[Start of section]

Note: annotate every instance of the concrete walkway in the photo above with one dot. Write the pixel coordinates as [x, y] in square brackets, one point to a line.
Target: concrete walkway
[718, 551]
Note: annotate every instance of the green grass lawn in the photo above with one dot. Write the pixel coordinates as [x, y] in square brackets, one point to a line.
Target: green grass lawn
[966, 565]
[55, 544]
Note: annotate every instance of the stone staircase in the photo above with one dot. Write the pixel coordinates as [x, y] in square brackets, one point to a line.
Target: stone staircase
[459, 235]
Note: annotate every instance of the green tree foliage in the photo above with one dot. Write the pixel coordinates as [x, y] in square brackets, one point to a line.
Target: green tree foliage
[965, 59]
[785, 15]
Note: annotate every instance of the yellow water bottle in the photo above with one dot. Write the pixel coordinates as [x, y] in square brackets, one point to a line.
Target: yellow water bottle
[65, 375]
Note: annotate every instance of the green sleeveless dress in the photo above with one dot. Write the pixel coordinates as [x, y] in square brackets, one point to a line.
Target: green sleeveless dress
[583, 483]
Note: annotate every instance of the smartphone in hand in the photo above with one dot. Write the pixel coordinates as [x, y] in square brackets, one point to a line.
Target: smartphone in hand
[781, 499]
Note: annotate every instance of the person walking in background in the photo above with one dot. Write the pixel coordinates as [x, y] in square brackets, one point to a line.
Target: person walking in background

[End of section]
[Start of section]

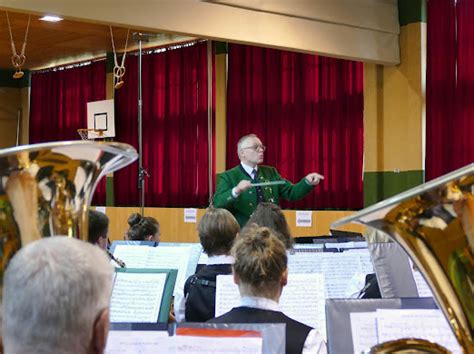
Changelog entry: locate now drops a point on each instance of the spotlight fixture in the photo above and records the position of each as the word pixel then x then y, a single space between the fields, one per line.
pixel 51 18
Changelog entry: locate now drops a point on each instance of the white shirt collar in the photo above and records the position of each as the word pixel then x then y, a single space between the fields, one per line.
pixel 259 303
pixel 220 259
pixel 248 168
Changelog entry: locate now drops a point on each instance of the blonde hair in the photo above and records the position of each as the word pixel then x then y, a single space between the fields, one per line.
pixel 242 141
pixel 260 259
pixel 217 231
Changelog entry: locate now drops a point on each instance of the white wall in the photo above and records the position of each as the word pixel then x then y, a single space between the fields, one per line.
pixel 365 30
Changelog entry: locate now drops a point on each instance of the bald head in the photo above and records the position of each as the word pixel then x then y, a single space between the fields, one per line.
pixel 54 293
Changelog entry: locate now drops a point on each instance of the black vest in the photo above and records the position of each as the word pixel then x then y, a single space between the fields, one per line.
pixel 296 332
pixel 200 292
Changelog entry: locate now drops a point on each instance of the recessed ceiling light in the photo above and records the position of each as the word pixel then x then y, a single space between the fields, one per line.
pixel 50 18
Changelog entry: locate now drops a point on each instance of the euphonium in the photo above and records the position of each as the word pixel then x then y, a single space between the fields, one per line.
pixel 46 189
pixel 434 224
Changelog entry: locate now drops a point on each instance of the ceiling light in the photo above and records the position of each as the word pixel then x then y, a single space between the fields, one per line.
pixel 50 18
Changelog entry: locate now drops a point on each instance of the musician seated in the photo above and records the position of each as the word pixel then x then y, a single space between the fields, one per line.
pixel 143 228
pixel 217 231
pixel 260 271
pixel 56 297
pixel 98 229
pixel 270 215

[End of section]

- BRIEF
State how many lines of the records above contain the word "walking", giving only that number.

- RESPONSE TO THIS EXERCISE
2